Basal ganglia dysfunction in OCD: subthalamic neuronal activity correlates with symptoms severity and predicts high-frequency stimulation efficacy

Abstract

Functional and connectivity changes in corticostriatal systems have been reported in the brains of patients with obsessive-compulsive disorder (OCD); however, the relationship between basal ganglia activity and OCD severity has never been adequately established. We recently showed that deep brain stimulation of the subthalamic nucleus (STN), a central basal ganglia nucleus, improves OCD. Here, single-unit subthalamic neuronal activity was analysed in 12 OCD patients, in relation to the severity of obsessions and compulsions and response to STN stimulation, and compared with that obtained in 12 patients with Parkinson's disease (PD). STN neurons in OCD patients had lower discharge frequency than those in PD patients, with a similar proportion of burst-type activity (69 vs 67%). Oscillatory activity was present in 46 and 68% of neurons in OCD and PD patients, respectively, predominantly in the low-frequency band (1-8 Hz). In OCD patients, the bursty and oscillatory subthalamic neuronal activity was mainly located in the associative-limbic part. Both OCD severity and clinical improvement following STN stimulation were related to the STN neuronal activity. In patients with the most severe OCD, STN neurons exhibited bursts with shorter duration and interburst interval, but higher intraburst frequency, and more oscillations in the low-frequency bands. In patients with best clinical outcome with STN stimulation, STN neurons displayed higher mean discharge, burst and intraburst frequencies, and lower interburst interval. These findings are consistent with the hypothesis of a dysfunction in the associative-limbic subdivision of the basal ganglia circuitry in OCD's pathophysiology.

Figure 1

Distribution of oscillatory activity of subthalamic neurons recorded in obsessive–compulsive disorder (OCD) and Parkinson's disease (PD) patients. (a) Relative proportion of the 138 and 173 subthalamic nucleus (STN) neurons showing oscillatory activity in OCD and PD patients. Asterisks indicate significant differences (P<0.05) between neurons of OCD and PD patients. (b) Subthalamic oscillatory activity as a function of subthalamic subdivisions in OCD and PD patients. Top histogram: relative proportion of neurons recorded in the sensorimotor (SM), associative (AS) and limbic (LI) subdivisions and showing none, one or more than one period of significant oscillatory activity. Bottom histogram: relative proportion of neurons recorded in the SM, AS and LI subdivisions and showing significant oscillatory activity in the θ, α, β-low, β-high and γ band frequencies.

- **TASK TO CARRY OUT**
From the text on basal ganglia activity in OCD, copy the stretch from "Distribution of oscillatory" through "γ band frequencies.".

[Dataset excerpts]
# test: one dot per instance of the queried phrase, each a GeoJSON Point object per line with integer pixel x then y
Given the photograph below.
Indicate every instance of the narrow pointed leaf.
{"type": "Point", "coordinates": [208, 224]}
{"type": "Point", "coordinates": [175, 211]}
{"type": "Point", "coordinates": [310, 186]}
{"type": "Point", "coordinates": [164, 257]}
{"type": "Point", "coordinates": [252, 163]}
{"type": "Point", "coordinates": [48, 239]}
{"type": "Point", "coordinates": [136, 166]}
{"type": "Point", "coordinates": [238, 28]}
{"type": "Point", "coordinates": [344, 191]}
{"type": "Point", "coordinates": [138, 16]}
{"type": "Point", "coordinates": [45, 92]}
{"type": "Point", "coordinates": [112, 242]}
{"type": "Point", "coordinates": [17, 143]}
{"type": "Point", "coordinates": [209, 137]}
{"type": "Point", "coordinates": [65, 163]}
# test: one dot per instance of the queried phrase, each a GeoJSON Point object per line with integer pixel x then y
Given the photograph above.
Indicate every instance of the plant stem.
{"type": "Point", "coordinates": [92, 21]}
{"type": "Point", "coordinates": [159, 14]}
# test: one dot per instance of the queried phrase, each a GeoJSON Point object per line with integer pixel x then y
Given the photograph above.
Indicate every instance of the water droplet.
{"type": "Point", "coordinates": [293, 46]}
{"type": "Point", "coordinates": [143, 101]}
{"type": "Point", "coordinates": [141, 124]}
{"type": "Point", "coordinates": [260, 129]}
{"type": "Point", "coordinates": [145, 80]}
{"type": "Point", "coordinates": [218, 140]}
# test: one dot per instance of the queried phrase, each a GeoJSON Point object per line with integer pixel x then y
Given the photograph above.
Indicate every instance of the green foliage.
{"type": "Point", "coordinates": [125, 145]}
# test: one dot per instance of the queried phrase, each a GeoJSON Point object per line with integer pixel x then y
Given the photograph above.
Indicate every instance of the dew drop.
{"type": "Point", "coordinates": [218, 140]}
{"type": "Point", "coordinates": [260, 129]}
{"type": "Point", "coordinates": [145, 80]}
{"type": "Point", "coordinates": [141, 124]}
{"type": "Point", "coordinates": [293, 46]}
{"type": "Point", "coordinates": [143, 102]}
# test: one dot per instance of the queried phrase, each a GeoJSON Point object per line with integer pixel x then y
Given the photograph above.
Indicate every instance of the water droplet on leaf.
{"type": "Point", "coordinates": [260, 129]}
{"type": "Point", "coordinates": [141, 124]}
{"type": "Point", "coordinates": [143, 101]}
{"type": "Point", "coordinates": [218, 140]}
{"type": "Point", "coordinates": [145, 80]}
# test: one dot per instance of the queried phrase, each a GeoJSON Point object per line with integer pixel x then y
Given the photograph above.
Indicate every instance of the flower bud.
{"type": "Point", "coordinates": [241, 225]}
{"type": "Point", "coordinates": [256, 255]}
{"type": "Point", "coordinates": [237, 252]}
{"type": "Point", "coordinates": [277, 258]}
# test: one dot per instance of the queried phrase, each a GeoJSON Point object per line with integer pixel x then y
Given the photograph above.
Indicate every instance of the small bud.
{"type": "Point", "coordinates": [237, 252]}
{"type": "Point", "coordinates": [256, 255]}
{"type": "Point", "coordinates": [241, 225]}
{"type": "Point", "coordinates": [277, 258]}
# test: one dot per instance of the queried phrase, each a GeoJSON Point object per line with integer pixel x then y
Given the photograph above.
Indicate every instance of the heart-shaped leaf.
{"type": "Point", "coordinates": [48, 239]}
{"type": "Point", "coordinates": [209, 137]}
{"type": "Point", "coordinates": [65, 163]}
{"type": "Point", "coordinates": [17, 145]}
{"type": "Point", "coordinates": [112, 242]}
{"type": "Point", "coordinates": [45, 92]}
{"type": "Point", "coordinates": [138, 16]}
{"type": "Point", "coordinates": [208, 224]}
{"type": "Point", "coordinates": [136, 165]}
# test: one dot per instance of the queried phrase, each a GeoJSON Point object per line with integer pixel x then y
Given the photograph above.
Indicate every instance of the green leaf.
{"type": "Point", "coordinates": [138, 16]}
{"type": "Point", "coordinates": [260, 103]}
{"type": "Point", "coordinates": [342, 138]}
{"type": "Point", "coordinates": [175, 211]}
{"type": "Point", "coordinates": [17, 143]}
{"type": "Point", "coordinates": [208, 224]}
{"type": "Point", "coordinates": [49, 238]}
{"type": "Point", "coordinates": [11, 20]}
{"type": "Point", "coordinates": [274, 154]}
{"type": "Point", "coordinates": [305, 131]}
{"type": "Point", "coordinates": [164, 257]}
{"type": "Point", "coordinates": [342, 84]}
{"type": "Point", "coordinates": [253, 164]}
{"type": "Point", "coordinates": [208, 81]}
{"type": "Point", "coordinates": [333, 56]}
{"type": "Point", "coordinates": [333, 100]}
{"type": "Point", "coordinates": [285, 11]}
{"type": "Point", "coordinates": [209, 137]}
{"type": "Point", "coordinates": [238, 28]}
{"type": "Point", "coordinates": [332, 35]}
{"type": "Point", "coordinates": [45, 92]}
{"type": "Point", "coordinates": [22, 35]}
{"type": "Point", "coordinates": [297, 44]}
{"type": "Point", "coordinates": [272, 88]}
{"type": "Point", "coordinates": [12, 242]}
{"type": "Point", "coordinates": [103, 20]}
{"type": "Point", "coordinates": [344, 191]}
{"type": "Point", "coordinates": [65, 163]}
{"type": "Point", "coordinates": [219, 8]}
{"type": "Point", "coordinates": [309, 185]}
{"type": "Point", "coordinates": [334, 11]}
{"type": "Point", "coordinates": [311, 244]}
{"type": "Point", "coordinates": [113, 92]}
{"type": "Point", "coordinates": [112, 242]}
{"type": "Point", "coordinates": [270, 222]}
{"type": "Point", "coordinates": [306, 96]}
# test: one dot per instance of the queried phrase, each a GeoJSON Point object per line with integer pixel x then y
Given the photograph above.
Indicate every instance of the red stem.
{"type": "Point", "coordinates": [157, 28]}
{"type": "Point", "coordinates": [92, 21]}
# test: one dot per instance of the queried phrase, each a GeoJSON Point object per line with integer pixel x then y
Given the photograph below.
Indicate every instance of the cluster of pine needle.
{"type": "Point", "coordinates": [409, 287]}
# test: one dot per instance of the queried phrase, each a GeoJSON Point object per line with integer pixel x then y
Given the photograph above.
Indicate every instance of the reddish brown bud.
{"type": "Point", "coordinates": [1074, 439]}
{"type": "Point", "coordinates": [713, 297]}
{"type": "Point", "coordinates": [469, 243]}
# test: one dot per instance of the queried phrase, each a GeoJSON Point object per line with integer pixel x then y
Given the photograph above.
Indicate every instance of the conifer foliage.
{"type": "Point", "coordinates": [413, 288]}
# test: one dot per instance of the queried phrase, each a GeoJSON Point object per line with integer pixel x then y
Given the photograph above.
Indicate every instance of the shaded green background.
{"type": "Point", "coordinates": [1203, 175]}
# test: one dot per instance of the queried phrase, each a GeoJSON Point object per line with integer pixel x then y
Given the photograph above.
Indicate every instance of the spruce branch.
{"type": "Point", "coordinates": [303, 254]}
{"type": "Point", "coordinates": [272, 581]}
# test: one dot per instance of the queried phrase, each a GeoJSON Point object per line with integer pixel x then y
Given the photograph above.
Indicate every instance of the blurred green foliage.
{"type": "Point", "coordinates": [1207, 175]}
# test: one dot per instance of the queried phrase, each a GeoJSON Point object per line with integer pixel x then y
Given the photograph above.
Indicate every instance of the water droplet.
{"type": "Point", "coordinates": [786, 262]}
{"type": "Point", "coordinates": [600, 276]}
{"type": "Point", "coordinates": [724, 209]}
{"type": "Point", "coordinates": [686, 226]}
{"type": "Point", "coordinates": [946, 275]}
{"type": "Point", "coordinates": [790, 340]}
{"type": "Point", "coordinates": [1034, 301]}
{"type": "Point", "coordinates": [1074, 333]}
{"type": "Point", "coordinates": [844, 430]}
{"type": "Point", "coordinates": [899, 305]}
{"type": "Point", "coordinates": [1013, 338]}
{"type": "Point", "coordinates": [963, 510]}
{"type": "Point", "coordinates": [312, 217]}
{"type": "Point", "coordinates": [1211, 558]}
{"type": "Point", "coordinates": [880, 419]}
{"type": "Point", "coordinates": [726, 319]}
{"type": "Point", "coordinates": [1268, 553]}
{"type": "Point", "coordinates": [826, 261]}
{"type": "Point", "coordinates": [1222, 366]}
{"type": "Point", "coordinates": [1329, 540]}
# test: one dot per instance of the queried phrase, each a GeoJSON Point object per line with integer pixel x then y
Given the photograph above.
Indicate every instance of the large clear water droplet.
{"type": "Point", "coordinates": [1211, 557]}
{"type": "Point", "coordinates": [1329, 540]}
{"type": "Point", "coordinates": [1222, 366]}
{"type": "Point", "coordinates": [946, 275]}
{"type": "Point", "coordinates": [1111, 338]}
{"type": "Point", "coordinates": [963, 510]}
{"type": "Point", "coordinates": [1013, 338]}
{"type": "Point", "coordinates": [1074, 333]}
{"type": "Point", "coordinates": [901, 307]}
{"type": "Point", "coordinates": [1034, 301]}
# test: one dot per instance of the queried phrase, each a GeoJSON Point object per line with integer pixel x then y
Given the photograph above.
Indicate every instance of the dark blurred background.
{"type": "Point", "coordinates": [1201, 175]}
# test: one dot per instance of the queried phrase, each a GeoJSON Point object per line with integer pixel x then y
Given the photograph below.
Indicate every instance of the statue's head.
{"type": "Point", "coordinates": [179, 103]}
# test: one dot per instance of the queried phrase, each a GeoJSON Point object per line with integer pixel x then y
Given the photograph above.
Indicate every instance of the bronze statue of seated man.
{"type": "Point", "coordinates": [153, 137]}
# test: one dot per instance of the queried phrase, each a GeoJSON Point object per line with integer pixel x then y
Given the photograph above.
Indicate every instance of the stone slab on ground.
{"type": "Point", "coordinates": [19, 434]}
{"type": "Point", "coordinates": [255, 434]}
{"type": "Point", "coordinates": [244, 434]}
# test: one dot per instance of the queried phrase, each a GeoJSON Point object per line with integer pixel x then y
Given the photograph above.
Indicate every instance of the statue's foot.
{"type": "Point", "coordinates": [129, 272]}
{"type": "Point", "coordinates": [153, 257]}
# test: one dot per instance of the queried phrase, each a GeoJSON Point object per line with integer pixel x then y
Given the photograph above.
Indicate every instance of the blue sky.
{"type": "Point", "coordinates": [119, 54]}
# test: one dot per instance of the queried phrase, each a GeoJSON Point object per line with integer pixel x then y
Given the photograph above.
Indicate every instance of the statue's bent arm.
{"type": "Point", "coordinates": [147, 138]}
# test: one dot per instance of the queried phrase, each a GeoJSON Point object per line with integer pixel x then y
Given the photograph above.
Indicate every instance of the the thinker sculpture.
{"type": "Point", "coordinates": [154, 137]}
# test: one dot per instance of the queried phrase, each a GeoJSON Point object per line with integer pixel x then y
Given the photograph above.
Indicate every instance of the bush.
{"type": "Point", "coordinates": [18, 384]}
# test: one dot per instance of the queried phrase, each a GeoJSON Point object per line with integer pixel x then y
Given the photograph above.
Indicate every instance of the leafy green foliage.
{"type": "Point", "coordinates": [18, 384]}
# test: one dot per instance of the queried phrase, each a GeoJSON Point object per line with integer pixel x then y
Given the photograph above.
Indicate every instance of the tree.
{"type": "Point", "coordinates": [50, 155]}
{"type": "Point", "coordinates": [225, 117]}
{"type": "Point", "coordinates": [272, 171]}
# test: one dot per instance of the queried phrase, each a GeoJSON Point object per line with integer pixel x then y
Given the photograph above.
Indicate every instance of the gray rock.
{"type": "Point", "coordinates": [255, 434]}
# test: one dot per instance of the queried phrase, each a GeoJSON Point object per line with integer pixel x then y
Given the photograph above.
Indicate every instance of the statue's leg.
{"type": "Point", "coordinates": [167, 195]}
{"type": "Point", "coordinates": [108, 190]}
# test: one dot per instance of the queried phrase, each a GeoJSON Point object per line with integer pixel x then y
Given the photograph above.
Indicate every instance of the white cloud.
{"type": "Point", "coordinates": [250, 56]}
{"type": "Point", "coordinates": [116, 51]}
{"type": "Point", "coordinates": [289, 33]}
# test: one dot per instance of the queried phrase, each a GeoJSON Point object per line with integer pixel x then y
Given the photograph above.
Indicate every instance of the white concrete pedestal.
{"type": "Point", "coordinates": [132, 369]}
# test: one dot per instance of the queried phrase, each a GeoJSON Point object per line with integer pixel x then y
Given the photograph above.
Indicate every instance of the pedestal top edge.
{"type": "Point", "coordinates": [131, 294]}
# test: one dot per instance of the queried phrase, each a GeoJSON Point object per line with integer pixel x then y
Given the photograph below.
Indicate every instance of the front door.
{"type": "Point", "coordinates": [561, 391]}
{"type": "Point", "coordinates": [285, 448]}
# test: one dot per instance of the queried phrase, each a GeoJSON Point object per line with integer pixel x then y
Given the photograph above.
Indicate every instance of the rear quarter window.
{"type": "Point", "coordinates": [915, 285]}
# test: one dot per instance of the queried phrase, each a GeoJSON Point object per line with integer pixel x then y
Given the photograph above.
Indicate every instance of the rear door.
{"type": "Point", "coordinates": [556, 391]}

- **ANSWER SPACE**
Distribution of oscillatory activity of subthalamic neurons recorded in obsessive–compulsive disorder (OCD) and Parkinson's disease (PD) patients. (a) Relative proportion of the 138 and 173 subthalamic nucleus (STN) neurons showing oscillatory activity in OCD and PD patients. Asterisks indicate significant differences (P<0.05) between neurons of OCD and PD patients. (b) Subthalamic oscillatory activity as a function of subthalamic subdivisions in OCD and PD patients. Top histogram: relative proportion of neurons recorded in the sensorimotor (SM), associative (AS) and limbic (LI) subdivisions and showing none, one or more than one period of significant oscillatory activity. Bottom histogram: relative proportion of neurons recorded in the SM, AS and LI subdivisions and showing significant oscillatory activity in the θ, α, β-low, β-high and γ band frequencies.